Tooth extraction or dental extraction is the removal of tooth from the mouth. This can also be the basis for future cosmetic dental treatments.
Extractions can be simple or surgically done. Simple extractions are usually performed when the tooth is visible, already loose and only require dental forceps to lift it after it has been rocked back and forth. On the other hand, surgical extraction involves the removal of teeth that cannot be easily accessed because they have not fully erupted or they have broken under the gums. This requires an incision and frequently, the tooth to be extracted are split into multiple pieces to be able to easily remove it.
The following conditions may require tooth extraction procedure:
- Teeth that are rotten which cannot be repaired to prevent infection
- For orthodontic treatment, a tooth needs to be removed to create space
- Damaged teeth brought about by injuries such as trip or falls and sports accidents
- Gum disease that affects the tissues and sockets in the gum that hold the teeth in place making it to become loose
- Overcrowded teeth which is the result of having a smaller jaw
- Eruption of wisdom teeth which can affect the positioning and spacing of other teeth
When your dentist decides that a tooth has to be removed, he may either do it on your regular check up or schedule this procedure. He may then recommend cosmetic dental options thereafter. As for pain control, you will also be given the choice of oral sedation or inhalation sedation. But you need not worry about the pain, because we’ll take care of it.
Surgical Wisdom Teeth Extraction
Wisdom teeth are the third and final set of molars found at the very back of the mouth. Most people get them during their late teens or early twenties. They are a valuable asset when they grow healthy and properly positioned but they may require removal when they get misaligned or impacted.
When misaligned, wisdom teeth can grow inwards, sideways and at times position themselves horizontally. This eventually crowds and damages the adjacent teeth, the jaw and to some extent, the nerves. Those that grow leaning towards other molars may make these teeth vulnerable to decay by harboring food particles and dental plaque. Impacted teeth are those that remain partially or completely entrapped within the soft tissues or within the jawbones. Wisdom tooth that only partially erupts through the gums leaves an opening for bacteria to enter and multiply and cause infections.
Let your dentist examine the positioning of your wisdom teeth. An x-ray can evaluate the alignment of your teeth. Your dentist or oral surgeon may even advise extractions even before they completely erupt. This can help avoid a more complicated and painful extraction in the future. As a rule, wisdom teeth are removed at the earliest possible time, usually in the late teens, when the root of the teeth have not completely formed and the bones around the teeth are less dense.
F.A.Q's ON DENTAL EXTRACTION
Can’t my dentist remove my damaged or decaying teeth?
General dentists are all trained to remove teeth, but not all dentists regularly do so for their own patients, for a variety of reasons. For example, if a tooth extraction is complex or requires general anesthesia, your dentist may refer you to an oral surgeon or suggest you consult one. In some cases, patients simply prefer to work with an oral surgeon for tooth extractions.
How do I know if I really need a tooth removed?

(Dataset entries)

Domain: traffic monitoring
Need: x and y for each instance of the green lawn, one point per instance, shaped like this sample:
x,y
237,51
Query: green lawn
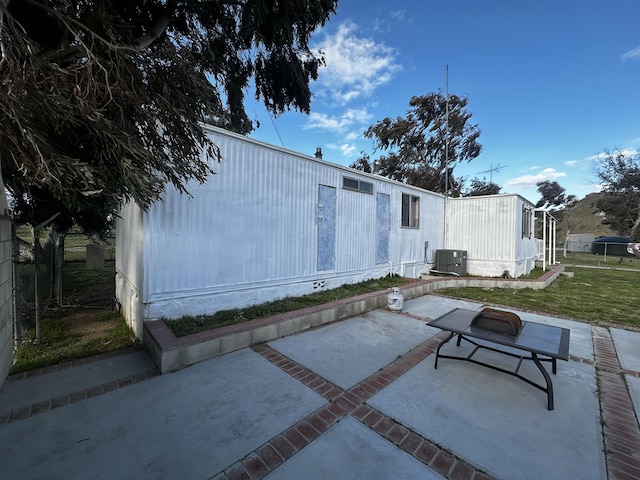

### Set of tasks
**A)** Reproduce everything in the tooth extraction text from "Let your dentist" down to "or decaying teeth?".
**B)** According to the tooth extraction text, when are wisdom teeth usually removed as a rule?
These entries were drawn from a separate source.

### Solutions to the tasks
**A)**
Let your dentist examine the positioning of your wisdom teeth. An x-ray can evaluate the alignment of your teeth. Your dentist or oral surgeon may even advise extractions even before they completely erupt. This can help avoid a more complicated and painful extraction in the future. As a rule, wisdom teeth are removed at the earliest possible time, usually in the late teens, when the root of the teeth have not completely formed and the bones around the teeth are less dense.
F.A.Q's ON DENTAL EXTRACTION
Can’t my dentist remove my damaged or decaying teeth?

**B)** At the earliest possible time, usually in the late teens.